# [Records to process]
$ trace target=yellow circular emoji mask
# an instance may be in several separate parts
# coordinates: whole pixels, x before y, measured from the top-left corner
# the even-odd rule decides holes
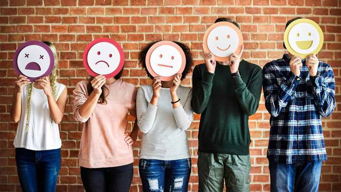
[[[284,32],[284,44],[291,54],[304,58],[317,54],[322,48],[323,34],[316,22],[300,19],[291,22]]]

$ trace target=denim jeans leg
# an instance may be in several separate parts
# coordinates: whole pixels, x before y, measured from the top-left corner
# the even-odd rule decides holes
[[[294,192],[296,165],[269,162],[271,192]]]
[[[165,161],[140,159],[139,172],[145,192],[163,192],[165,186]]]
[[[55,192],[60,169],[60,149],[38,151],[37,153],[38,190]]]
[[[36,152],[16,148],[16,162],[21,190],[23,192],[38,191]]]
[[[295,192],[317,192],[322,162],[300,164],[296,169]]]
[[[174,160],[166,164],[165,191],[186,192],[191,168],[190,158]]]

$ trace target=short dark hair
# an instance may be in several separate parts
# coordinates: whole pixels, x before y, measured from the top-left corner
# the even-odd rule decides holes
[[[152,79],[153,79],[153,77],[147,70],[147,66],[146,65],[146,57],[147,56],[147,53],[148,52],[149,49],[153,44],[159,41],[160,41],[160,40],[153,41],[148,44],[144,47],[143,47],[143,49],[141,50],[138,55],[138,60],[140,63],[142,64],[142,68],[146,70],[146,73],[147,73],[147,75],[148,76],[148,77]],[[191,67],[192,65],[193,65],[193,58],[192,58],[192,54],[190,53],[190,50],[187,45],[178,41],[173,42],[179,45],[181,49],[184,51],[184,53],[185,53],[185,56],[186,58],[186,63],[185,66],[185,69],[184,69],[184,71],[182,72],[182,75],[181,76],[181,80],[182,80],[186,78],[186,76],[190,71]]]
[[[214,23],[217,23],[218,22],[221,22],[221,21],[226,21],[226,22],[230,22],[231,23],[233,23],[234,25],[236,25],[237,27],[238,28],[238,29],[240,29],[240,26],[239,26],[239,24],[237,23],[237,22],[234,21],[232,19],[230,18],[217,18],[216,19],[215,19],[215,21],[214,21]]]
[[[285,29],[284,30],[284,31],[285,29],[286,29],[286,28],[288,27],[288,26],[290,25],[290,23],[291,23],[293,21],[297,19],[303,19],[301,17],[298,17],[297,18],[295,18],[294,19],[292,19],[286,22],[286,24],[285,24]],[[286,49],[286,47],[285,47],[285,45],[284,44],[284,42],[283,42],[283,47],[284,47],[284,49]]]

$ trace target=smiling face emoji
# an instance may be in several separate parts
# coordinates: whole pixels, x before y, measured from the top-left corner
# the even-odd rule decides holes
[[[13,66],[18,75],[33,81],[51,74],[54,66],[53,53],[50,47],[40,41],[28,41],[17,50]]]
[[[114,77],[123,67],[124,55],[116,42],[107,38],[95,39],[85,48],[83,57],[85,69],[93,76]]]
[[[284,32],[284,42],[288,51],[303,58],[317,54],[323,41],[321,28],[313,21],[306,19],[294,20]]]
[[[226,61],[233,53],[239,54],[243,45],[239,29],[228,22],[218,22],[208,28],[204,36],[204,48],[218,61]]]
[[[161,80],[173,79],[173,76],[181,73],[185,68],[186,57],[181,47],[170,41],[159,41],[148,50],[146,64],[153,76],[160,76]]]

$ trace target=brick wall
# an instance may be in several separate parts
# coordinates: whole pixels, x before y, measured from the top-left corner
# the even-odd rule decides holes
[[[137,60],[139,50],[147,42],[185,42],[197,64],[203,60],[201,43],[206,29],[217,17],[228,17],[241,25],[246,49],[243,58],[263,66],[282,57],[285,22],[300,16],[321,26],[325,42],[318,57],[332,66],[335,75],[336,109],[322,123],[329,158],[322,167],[320,189],[341,191],[341,6],[340,0],[0,0],[0,191],[20,191],[12,144],[17,124],[10,122],[9,112],[16,78],[12,59],[21,43],[40,40],[55,43],[59,58],[58,80],[68,86],[70,96],[76,84],[88,76],[82,63],[83,51],[96,38],[110,38],[121,43],[126,59],[123,78],[138,86],[151,82]],[[191,76],[184,85],[190,86]],[[77,158],[82,125],[74,120],[71,99],[69,96],[60,124],[62,161],[57,189],[63,192],[83,190]],[[269,190],[265,158],[269,118],[262,95],[258,111],[249,121],[252,191]],[[189,191],[193,192],[198,189],[199,119],[196,115],[188,131],[192,157]],[[137,157],[139,144],[134,148],[133,192],[142,191]]]

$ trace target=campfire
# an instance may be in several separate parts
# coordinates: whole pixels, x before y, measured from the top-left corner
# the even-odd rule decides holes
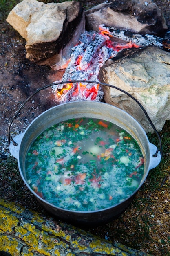
[[[86,31],[82,34],[79,43],[72,49],[62,81],[90,80],[95,83],[73,82],[54,85],[55,97],[60,103],[77,100],[100,101],[104,92],[96,82],[99,82],[99,72],[104,63],[123,49],[149,45],[162,48],[162,38],[151,35],[136,34],[106,27],[104,24],[99,26],[98,32]]]

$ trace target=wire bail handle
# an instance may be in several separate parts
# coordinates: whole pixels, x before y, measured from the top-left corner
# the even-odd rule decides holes
[[[131,95],[130,94],[128,93],[128,92],[127,92],[126,91],[124,91],[124,90],[121,89],[120,88],[119,88],[118,87],[117,87],[116,86],[115,86],[115,85],[112,85],[104,83],[102,83],[102,82],[97,82],[97,81],[88,81],[88,80],[72,80],[72,81],[62,81],[62,82],[57,82],[57,83],[51,83],[51,84],[47,85],[45,85],[44,86],[43,86],[43,87],[41,87],[41,88],[39,88],[38,89],[37,89],[36,90],[36,91],[32,94],[31,94],[30,96],[29,96],[29,98],[28,98],[24,102],[24,103],[21,105],[21,106],[20,106],[20,107],[19,108],[18,110],[15,112],[15,115],[14,115],[13,117],[12,117],[12,119],[11,121],[11,122],[10,122],[9,124],[9,125],[8,126],[8,144],[9,144],[9,144],[10,144],[10,142],[11,142],[11,140],[12,141],[14,146],[17,146],[17,143],[16,143],[14,141],[13,139],[12,138],[11,136],[10,135],[10,128],[11,128],[11,124],[12,124],[13,120],[14,120],[15,118],[16,117],[17,115],[18,114],[18,113],[20,112],[20,110],[21,110],[21,109],[24,107],[24,106],[27,102],[27,101],[28,101],[33,96],[34,96],[38,92],[40,91],[41,91],[42,90],[43,90],[44,89],[45,89],[46,88],[48,88],[49,87],[53,86],[53,85],[60,85],[60,84],[64,84],[64,83],[96,83],[96,84],[99,84],[100,85],[102,85],[102,86],[108,86],[108,87],[111,87],[112,88],[114,88],[114,89],[116,89],[117,90],[119,90],[119,91],[120,91],[122,92],[123,92],[124,93],[126,94],[127,95],[128,95],[128,96],[130,97],[131,99],[133,99],[137,103],[137,104],[138,104],[138,105],[139,106],[139,107],[141,108],[142,110],[144,112],[144,114],[146,116],[146,117],[147,118],[148,120],[149,121],[149,122],[150,122],[151,126],[153,128],[153,130],[154,130],[156,135],[157,135],[157,137],[158,137],[159,140],[159,146],[160,146],[159,150],[160,150],[160,153],[161,153],[161,157],[162,157],[162,155],[163,155],[162,145],[162,142],[161,142],[161,137],[160,137],[160,135],[159,135],[159,134],[158,133],[158,132],[157,132],[157,129],[156,129],[156,128],[155,128],[154,125],[153,124],[152,122],[152,121],[150,118],[150,117],[149,117],[148,115],[147,112],[146,112],[146,111],[145,110],[145,108],[144,108],[144,107],[141,104],[141,103],[140,103],[140,102],[135,98],[135,97],[134,97],[133,96]],[[157,148],[157,150],[156,150],[156,152],[155,152],[155,153],[154,155],[153,155],[153,157],[156,157],[157,156],[157,155],[158,152],[159,152],[159,149],[158,149],[158,148]]]

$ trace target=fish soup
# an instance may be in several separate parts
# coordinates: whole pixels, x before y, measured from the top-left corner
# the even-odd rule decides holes
[[[140,184],[144,158],[136,141],[117,126],[93,118],[53,125],[31,145],[27,182],[49,203],[89,211],[113,206]]]

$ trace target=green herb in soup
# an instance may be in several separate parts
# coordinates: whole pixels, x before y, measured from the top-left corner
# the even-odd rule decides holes
[[[73,211],[104,209],[139,185],[144,159],[135,140],[109,122],[71,119],[46,130],[26,159],[28,182],[38,195]]]

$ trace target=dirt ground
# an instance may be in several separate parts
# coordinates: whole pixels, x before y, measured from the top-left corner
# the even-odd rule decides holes
[[[104,1],[80,2],[83,6],[89,7]],[[169,0],[155,2],[163,9],[170,27]],[[56,77],[61,77],[63,70],[53,71],[46,66],[39,66],[27,60],[25,40],[6,21],[0,23],[0,154],[8,155],[7,131],[14,114],[37,88],[53,83]],[[23,131],[36,116],[57,104],[51,88],[38,93],[26,103],[14,120],[10,129],[11,135]]]

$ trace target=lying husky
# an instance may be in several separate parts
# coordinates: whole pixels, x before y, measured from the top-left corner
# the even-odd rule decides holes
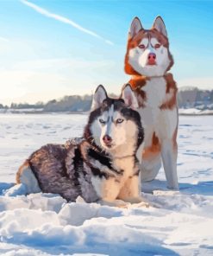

# [Task]
Repeat everything from the line containing "trace target=dirt ground" down through the end of the data, and leave the pictures out of your answer.

# [Exercise solution]
$ trace target=dirt ground
# an instance may be in several separate parts
# coordinates: whole pixels, x before y, measured from the top-left corner
# the even-odd rule decides holes
[[[104,1],[80,2],[83,6],[89,7]],[[169,0],[155,2],[163,9],[170,27]],[[56,77],[61,77],[63,70],[53,71],[46,66],[39,66],[27,60],[25,40],[6,21],[0,23],[0,154],[8,155],[7,131],[14,114],[37,88],[53,83]],[[23,131],[36,116],[57,104],[51,88],[38,93],[26,103],[14,120],[10,129],[11,135]]]

$ trace target=lying husky
# an instance may be in several separate parts
# coordinates: whole pixels, x before y, measured from the top-left corner
# the even-odd rule decides holes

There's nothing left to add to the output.